▸ **Page**
* * * * * * * * *

More than six years after military victory was
declared, the civilian alienation from the western-backed regime and the
Taliban military attacks against the western troops are threatening the
entire operation. Inter-imperialist tensions are high, with European
allies ignoring US requests for more troops and more military
offensives.
In Afghanistan, NATO launched its first ever ground
war, invoking its Article 5 (‘collective defence’) for the first time
since its foundation in 1949. Since 2003, NATO has been in charge of the
multi-national forces (ISAF) from 26 countries and the number of troops
has quadrupled to today’s 43,000 under the command of US general, Dan
McNeill. Separately, the US has 12,000 troops in Operation Enduring
Freedom, aimed at fighting important terrorist targets.
Increased military intervention, however, has solved
nothing. Last year, 6,200 people died in fighting, an increase of 50%
compared to 2006. There were 150 suicide attacks and, early this year,
even the five-star Kabul Serena Hotel was attacked, with seven people
killed. Taliban checkpoints are everywhere in the south and east, and
they control the main road from Kabul to Kandahar. Senlis, a think tank,
says the Taliban has a firm presence in 54% of the country.
After six years of de facto US rule, two million
children are not getting any education in Afghanistan, a country of 30
million people where 75% are illiterate. Access to water and electricity
is limited, the small degree of investment is dwindling, and rich people
are leaving or considering leaving the country. At least one notorious,
former US-backed governor has become a ‘businessman’ in Dubai, with the
money gleaned from corruption affairs.

* * * * * * * * *

▸ **Extracted data entries**
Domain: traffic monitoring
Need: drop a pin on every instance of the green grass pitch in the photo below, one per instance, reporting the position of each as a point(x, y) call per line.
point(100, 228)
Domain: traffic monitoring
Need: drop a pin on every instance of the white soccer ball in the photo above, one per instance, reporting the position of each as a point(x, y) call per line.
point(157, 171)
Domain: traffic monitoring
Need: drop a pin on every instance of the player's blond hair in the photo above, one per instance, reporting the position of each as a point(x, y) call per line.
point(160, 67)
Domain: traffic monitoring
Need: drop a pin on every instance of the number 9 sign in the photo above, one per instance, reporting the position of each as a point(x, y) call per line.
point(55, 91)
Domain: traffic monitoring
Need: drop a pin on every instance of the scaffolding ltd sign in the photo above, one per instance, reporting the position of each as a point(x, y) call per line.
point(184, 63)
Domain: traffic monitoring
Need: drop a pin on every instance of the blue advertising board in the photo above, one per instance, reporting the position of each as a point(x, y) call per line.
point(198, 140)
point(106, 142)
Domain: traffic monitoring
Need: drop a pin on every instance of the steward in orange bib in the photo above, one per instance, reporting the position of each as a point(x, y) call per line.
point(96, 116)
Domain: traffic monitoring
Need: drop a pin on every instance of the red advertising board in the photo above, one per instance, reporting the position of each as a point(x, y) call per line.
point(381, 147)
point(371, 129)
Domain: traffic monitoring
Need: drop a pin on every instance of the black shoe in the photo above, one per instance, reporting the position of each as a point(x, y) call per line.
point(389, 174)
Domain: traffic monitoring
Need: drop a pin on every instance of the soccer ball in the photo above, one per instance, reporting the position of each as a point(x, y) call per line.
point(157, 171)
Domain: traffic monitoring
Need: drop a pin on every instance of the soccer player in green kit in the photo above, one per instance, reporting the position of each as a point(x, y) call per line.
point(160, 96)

* * * * * * * * *

▸ **What to work on**
a - Using only the Afghanistan text, decide whether each statement agrees with it: (i) NATO has been in charge of the ISAF forces since 2003; (ii) deaths in fighting last year fell compared to 2006; (iii) a think tank puts the Taliban's firm presence at 54% of the country. For each one, answer yes or no and quote the deciding words.
b - Copy the Afghanistan text word for word from "More than six" to "important terrorist targets.".

▸ **Task solutions**
a -
(i) Yes: "Since 2003, NATO has been in charge of the multi-national forces (ISAF) from 26 countries"
(ii) No: "Last year, 6,200 people died in fighting, an increase of 50% compared to 2006."
(iii) Yes: "Senlis, a think tank, says the Taliban has a firm presence in 54% of the country."

b -
More than six years after military victory was
declared, the civilian alienation from the western-backed regime and the
Taliban military attacks against the western troops are threatening the
entire operation. Inter-imperialist tensions are high, with European
allies ignoring US requests for more troops and more military
offensives.
In Afghanistan, NATO launched its first ever ground
war, invoking its Article 5 (‘collective defence’) for the first time
since its foundation in 1949. Since 2003, NATO has been in charge of the
multi-national forces (ISAF) from 26 countries and the number of troops
has quadrupled to today’s 43,000 under the command of US general, Dan
McNeill. Separately, the US has 12,000 troops in Operation Enduring
Freedom, aimed at fighting important terrorist targets.